Exercise: Could you repeat, word for word, every line from the one containing "the green leaf in the photo above." through the final line of the records below, and nothing else?

(Records of labeled points)
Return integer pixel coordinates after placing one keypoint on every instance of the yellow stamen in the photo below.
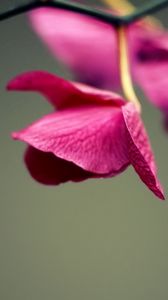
(126, 81)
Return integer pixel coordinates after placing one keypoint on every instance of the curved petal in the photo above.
(93, 138)
(48, 169)
(87, 46)
(140, 152)
(62, 93)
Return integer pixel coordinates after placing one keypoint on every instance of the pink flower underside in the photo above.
(102, 138)
(49, 169)
(89, 48)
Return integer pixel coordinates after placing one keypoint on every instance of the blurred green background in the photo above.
(96, 240)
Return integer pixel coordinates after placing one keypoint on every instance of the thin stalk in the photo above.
(125, 75)
(109, 18)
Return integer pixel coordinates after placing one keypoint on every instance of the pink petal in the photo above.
(140, 153)
(48, 169)
(60, 92)
(93, 138)
(87, 46)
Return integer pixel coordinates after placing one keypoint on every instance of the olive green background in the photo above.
(96, 240)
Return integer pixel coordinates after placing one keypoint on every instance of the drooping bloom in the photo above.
(93, 133)
(90, 48)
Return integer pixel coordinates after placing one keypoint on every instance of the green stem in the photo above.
(71, 6)
(150, 8)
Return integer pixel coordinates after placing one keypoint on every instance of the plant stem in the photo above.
(71, 6)
(150, 8)
(125, 75)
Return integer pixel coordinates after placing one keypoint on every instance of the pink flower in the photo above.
(94, 133)
(89, 48)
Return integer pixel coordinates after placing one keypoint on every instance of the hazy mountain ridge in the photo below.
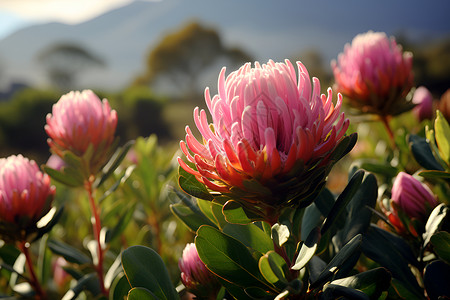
(266, 29)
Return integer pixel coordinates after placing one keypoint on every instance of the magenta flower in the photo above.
(272, 138)
(424, 104)
(374, 74)
(25, 196)
(413, 197)
(79, 122)
(194, 274)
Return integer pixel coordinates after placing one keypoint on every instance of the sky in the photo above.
(15, 14)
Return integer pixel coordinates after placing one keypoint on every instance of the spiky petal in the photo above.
(270, 139)
(374, 74)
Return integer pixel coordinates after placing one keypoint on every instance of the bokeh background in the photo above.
(153, 59)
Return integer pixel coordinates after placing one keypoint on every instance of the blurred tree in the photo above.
(64, 62)
(183, 56)
(22, 121)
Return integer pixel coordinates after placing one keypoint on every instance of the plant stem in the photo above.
(96, 226)
(33, 280)
(385, 121)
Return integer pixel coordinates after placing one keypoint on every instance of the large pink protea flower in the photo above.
(195, 276)
(374, 74)
(84, 125)
(25, 197)
(272, 139)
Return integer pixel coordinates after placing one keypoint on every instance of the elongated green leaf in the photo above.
(114, 162)
(192, 220)
(145, 268)
(423, 154)
(273, 268)
(190, 185)
(437, 216)
(70, 253)
(338, 261)
(373, 282)
(280, 234)
(228, 258)
(441, 245)
(442, 132)
(119, 288)
(358, 211)
(88, 282)
(139, 293)
(382, 247)
(307, 249)
(251, 236)
(341, 202)
(236, 214)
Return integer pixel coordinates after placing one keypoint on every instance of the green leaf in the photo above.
(333, 291)
(228, 258)
(379, 168)
(436, 218)
(423, 154)
(121, 224)
(192, 220)
(307, 249)
(338, 261)
(139, 293)
(113, 163)
(88, 282)
(373, 282)
(236, 214)
(341, 202)
(119, 288)
(441, 245)
(435, 279)
(145, 268)
(70, 253)
(190, 185)
(251, 236)
(273, 268)
(386, 249)
(358, 211)
(442, 134)
(280, 234)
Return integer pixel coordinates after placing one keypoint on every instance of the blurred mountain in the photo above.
(265, 29)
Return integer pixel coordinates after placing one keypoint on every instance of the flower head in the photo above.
(424, 103)
(272, 138)
(25, 196)
(413, 197)
(194, 274)
(444, 105)
(374, 74)
(79, 123)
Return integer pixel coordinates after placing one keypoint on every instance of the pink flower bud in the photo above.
(271, 137)
(424, 104)
(413, 197)
(79, 121)
(374, 74)
(25, 196)
(194, 274)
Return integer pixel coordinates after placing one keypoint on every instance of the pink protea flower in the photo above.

The output:
Return integer pixel coordinates after placing one keypoint on every instance of the green leaf in the photo above.
(333, 291)
(228, 258)
(379, 168)
(436, 218)
(423, 154)
(121, 224)
(192, 220)
(307, 249)
(338, 261)
(139, 293)
(113, 163)
(88, 282)
(373, 282)
(236, 214)
(341, 202)
(119, 288)
(441, 245)
(435, 279)
(145, 268)
(70, 253)
(190, 185)
(251, 236)
(273, 268)
(386, 249)
(358, 211)
(442, 134)
(280, 234)
Return integer pixel coordinates after placing one keypoint on every instance of the blurred mountain in the photo above.
(265, 29)
Return integer pixel coordinates after placing one keypoint on every instance of the flower head in the photo above.
(424, 103)
(272, 138)
(25, 196)
(413, 197)
(194, 274)
(444, 105)
(374, 74)
(79, 123)
Return integer pixel coordinates after placing one keypoint on every instance of the pink flower bud in the photo above.
(271, 137)
(424, 104)
(413, 197)
(79, 121)
(374, 74)
(25, 196)
(194, 274)
Return integer pixel coordinates after placing one keypoint on every instance of the pink protea flower in the photo above.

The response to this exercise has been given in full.